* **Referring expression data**
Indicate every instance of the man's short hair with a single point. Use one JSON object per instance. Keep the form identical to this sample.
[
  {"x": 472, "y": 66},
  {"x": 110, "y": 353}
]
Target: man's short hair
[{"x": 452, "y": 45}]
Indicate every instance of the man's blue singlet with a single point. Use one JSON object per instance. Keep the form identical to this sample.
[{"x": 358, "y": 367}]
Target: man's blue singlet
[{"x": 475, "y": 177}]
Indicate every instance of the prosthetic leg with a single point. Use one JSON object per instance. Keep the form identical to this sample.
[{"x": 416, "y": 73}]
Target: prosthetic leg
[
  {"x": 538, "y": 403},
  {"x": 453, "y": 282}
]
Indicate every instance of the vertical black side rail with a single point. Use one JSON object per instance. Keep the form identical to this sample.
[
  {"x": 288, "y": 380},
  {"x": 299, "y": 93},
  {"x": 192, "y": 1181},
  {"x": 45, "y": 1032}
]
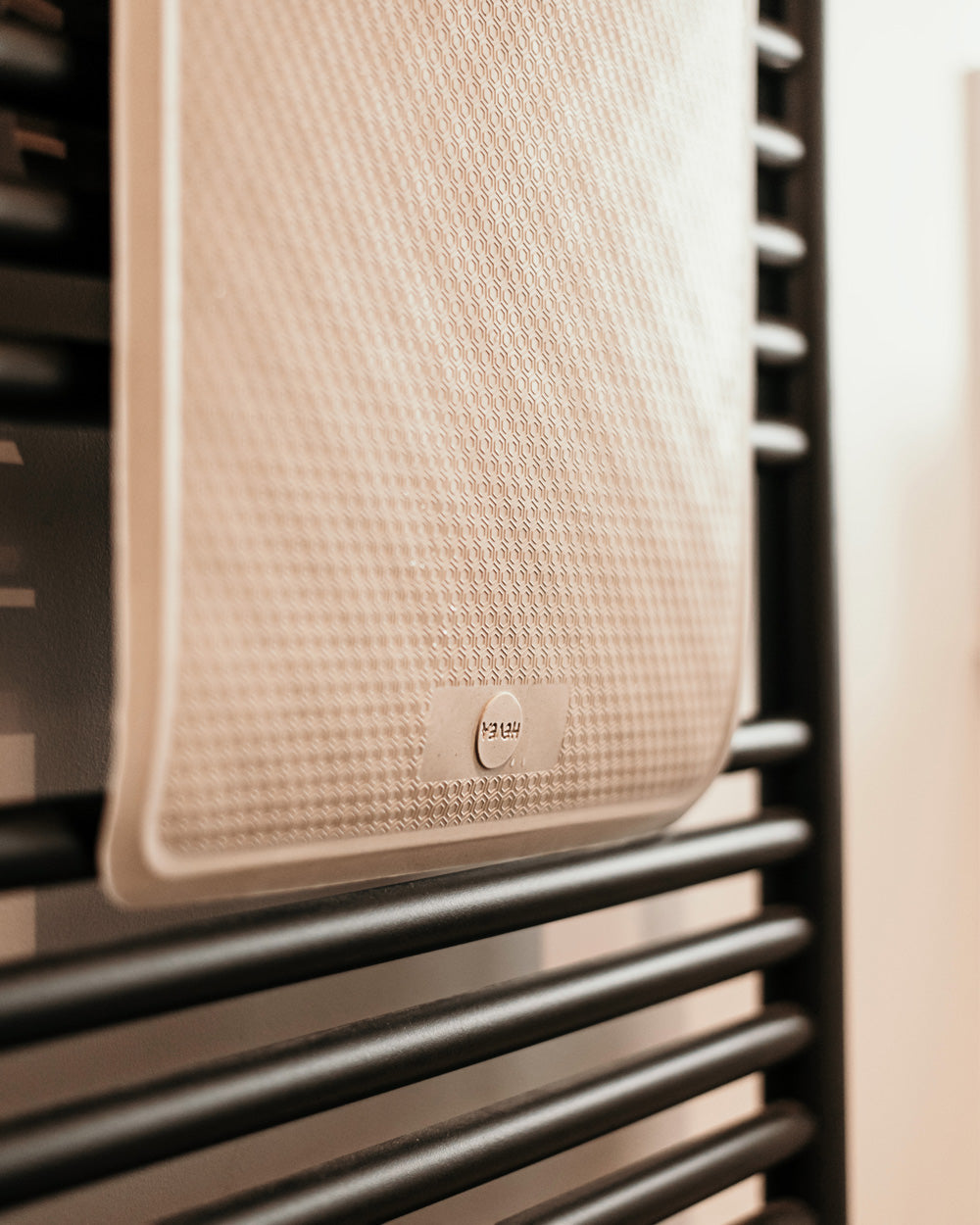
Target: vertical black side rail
[{"x": 799, "y": 661}]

* **EXERCISE PROMPT**
Omit the pictures and write out the remaining data exactly.

* **REPLY**
Indicate every instance of the man's short hair with a single point. Use one JSON object per instance. Keep the form identical to this sample.
[
  {"x": 472, "y": 66},
  {"x": 110, "y": 353}
]
Target: man's short hair
[{"x": 452, "y": 45}]
Indicate every instance of the man's blue singlet with a single point. Use one JSON object per instance. Keep the form identical to this sample.
[{"x": 358, "y": 367}]
Target: man's blue singlet
[{"x": 475, "y": 177}]
Indicate every instance of the prosthetic leg with a single point. Use one JSON object per instance. Keep the form identical to this sample.
[{"x": 416, "y": 73}]
Target: prosthetic leg
[
  {"x": 538, "y": 403},
  {"x": 453, "y": 282}
]
Indicate every instance of the vertical black side rail with a single point. Use one JSON object per instance. Keep the form identical to this sample.
[
  {"x": 288, "y": 380},
  {"x": 299, "y": 93},
  {"x": 192, "y": 1181},
  {"x": 45, "y": 1032}
]
Target: vertical black side rail
[{"x": 799, "y": 661}]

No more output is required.